Understanding the Life and Threats of Deer Mice

Deer mice are the most common type of mouse found in the United States. When an infestation occurs in a home or business, odds are strong that type of mouse that will be present is the deer mouse. Because of the ubiquitous nature of deer mice in the United States, you need to have a basic understanding of the life and conduct of this type of rodent. You also need to have a clear appreciation of the potential threat posed to humans by deer mice.

What Deer Mice Look Like?

Deer mice are slender rodents, fairly round in their overall shape. They are about seven to 20 centimeters in length when they reach adulthood.

The head of a deer mouse features a pointed nose. A deer mouse has black eyes. In addition, a deer mouse has large ears that have very little hair on them.

Deer mice are bi-colored rodents. They have light brown-red fur on their tops and white underbellies and feet. Tails of deer mice are between five and 13 centimeters in length. The tails are also bi-colored, with a darker color at the top and a lighter coloration at the bottom. Deer mice tails are covered with short, fine hair.

Overview of Deer Mice and Disease

Deer mice garnered closed attention in the United States because this specific type of rodent has been determined to be the primary carrier of the hantavirus in North America. The hantavirus is a pathogen that has the potential for causing extremely serious and even fatal health problems for an infected person.

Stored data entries
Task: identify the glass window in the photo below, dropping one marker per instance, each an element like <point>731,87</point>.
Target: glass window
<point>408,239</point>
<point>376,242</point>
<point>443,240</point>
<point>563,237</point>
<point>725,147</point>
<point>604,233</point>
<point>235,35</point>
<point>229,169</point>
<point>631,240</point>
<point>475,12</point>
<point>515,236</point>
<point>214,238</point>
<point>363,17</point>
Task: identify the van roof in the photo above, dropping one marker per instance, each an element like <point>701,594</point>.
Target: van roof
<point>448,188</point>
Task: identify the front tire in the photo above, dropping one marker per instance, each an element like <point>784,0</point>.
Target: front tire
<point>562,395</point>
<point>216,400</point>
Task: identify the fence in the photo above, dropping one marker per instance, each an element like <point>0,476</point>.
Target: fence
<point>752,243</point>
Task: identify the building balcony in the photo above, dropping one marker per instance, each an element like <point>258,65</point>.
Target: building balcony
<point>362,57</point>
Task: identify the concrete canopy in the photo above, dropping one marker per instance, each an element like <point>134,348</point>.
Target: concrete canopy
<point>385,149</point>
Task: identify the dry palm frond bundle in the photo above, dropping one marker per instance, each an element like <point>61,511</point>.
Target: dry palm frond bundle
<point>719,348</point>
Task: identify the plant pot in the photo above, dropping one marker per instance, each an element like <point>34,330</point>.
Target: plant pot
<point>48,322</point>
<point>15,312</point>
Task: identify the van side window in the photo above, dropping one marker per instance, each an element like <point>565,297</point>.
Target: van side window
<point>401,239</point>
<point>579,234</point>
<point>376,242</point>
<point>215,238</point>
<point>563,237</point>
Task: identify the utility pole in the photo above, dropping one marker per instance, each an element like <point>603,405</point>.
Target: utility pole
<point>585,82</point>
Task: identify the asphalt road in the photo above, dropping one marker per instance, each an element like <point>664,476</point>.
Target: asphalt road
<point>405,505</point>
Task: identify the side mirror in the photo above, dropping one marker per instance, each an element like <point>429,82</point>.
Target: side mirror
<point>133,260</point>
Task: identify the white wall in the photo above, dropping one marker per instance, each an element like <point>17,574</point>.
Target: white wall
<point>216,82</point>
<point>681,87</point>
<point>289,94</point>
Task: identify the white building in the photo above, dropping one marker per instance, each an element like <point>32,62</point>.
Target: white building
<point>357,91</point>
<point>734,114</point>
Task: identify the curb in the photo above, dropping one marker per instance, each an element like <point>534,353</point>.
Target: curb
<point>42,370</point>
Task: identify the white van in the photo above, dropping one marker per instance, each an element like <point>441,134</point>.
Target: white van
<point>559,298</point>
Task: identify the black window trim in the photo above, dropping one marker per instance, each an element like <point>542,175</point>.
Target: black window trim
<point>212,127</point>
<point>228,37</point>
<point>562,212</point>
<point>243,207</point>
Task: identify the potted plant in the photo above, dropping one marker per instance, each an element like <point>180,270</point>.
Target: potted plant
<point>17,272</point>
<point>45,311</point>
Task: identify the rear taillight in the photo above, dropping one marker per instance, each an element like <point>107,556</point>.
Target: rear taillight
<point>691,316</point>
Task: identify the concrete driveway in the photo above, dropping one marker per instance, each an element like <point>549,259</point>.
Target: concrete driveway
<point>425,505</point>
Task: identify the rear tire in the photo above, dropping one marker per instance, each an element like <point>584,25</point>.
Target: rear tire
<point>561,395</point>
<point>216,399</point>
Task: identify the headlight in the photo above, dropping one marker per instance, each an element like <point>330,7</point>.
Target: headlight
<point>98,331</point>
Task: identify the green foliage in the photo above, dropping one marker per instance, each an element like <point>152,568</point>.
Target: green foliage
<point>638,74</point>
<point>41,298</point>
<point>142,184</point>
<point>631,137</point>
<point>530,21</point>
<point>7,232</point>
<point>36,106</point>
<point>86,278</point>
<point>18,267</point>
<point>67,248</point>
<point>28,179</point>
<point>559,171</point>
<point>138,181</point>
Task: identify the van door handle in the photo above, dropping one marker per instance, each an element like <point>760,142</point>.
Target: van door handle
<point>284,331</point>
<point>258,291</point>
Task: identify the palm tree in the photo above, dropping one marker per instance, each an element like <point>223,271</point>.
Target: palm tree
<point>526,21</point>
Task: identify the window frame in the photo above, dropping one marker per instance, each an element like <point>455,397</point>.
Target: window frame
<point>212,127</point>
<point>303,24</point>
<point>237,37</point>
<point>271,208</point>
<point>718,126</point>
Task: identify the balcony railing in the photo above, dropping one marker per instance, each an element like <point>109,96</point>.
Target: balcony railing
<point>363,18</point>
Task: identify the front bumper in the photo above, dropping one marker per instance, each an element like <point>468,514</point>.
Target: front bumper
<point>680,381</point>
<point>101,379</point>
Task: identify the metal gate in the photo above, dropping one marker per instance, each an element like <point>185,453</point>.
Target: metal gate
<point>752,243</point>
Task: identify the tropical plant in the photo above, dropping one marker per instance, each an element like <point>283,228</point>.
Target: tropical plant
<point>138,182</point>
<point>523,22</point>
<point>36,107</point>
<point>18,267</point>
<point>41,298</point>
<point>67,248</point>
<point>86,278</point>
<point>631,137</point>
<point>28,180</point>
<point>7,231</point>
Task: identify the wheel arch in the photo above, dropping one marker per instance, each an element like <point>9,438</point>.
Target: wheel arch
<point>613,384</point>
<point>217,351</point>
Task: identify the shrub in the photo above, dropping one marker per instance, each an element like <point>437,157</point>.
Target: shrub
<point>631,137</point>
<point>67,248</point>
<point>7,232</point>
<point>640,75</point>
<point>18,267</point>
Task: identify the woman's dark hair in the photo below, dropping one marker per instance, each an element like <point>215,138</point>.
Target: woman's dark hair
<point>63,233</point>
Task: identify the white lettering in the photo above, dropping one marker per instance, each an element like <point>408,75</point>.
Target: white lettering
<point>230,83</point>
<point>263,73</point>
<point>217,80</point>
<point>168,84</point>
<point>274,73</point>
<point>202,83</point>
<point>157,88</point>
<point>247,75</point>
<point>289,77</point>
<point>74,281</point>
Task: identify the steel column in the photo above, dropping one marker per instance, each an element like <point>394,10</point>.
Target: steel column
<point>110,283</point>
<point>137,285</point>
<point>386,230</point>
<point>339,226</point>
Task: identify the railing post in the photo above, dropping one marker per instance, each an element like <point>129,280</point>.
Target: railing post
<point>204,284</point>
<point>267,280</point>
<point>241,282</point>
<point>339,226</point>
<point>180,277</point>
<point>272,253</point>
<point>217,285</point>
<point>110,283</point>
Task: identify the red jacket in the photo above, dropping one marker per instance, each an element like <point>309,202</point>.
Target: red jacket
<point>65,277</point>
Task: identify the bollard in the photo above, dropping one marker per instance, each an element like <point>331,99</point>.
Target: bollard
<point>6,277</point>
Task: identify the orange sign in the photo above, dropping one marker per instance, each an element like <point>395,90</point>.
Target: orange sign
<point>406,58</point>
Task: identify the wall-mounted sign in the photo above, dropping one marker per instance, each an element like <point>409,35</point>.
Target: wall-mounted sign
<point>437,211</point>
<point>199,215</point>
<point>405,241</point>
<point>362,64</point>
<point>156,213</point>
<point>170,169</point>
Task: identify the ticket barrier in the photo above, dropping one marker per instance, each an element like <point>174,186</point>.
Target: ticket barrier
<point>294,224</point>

▸ **PROBLEMS TO SOLVE**:
**1)** In the deer mice article, how long are a deer mouse's tails?
**2)** Repeat the deer mice article between "The head of" and "short, fine hair.", inclusive.
**3)** Carry on the deer mice article from its last sentence.

▸ **EXERCISE RESPONSES**:
**1)** Between five and 13 centimeters.

**2)**
The head of a deer mouse features a pointed nose. A deer mouse has black eyes. In addition, a deer mouse has large ears that have very little hair on them.

Deer mice are bi-colored rodents. They have light brown-red fur on their tops and white underbellies and feet. Tails of deer mice are between five and 13 centimeters in length. The tails are also bi-colored, with a darker color at the top and a lighter coloration at the bottom. Deer mice tails are covered with short, fine hair.

**3)**
The hantavirus can result in a person being inflicted with what is known as hantavirus pulmonary syndrome. There is no cure for this condition. While some people do recover from hantavirus pulmonary syndrome, doctors attribute that recovery to be some sort of the spontaneous change in an individual’s status. In other words, there is no clear understanding of why some people recover from hantavirus pulmonary syndrome.

What is known is that hantavirus pulmonary syndrome causes hemorrhaging of capillaries in an infected person’s lungs. This results in blood flowing into an individual’s lung, resulting in death in over 30 percent of cases.

The hantavirus itself is a very durable pathogen. By that, it is meant it can survive outside a deer mouse for an extended period of time. Indeed, the hantavirus remains viable even in dried deer mice droppings.

Deer mice droppings are dangerous, particularly dry ones. Dried feces crumble very easily. When deer mice feces crumble, dust becomes airborne carrying the hantavirus with it. Humans exposed to this dust may inhale it and become infected with the hantavirus.

Deer mice may also carry Lyme disease. About 30 percent of deer mice in some parts of the country are estimated to be infected with Lyme disease. In addition, deer mice also can carry Ehrlichiosis and babesiosis. These are all treatable conditions provided medical intervention occurs promptly.

How Do Deer Mice Invade a Home or Business?

Deer mice tend to be attracted to homes (and businesses) that are closely surrounded by a good amount of vegetation. They are also attracted to residences that have firewood piled near the structure. Deer mice do not like being in exposed areas.

Deer mice are capable of entering a residence (or a business) through very small openings. In addition, they are capable of climbing and will take advantage of vegetation, including vines, to work their way into an attic.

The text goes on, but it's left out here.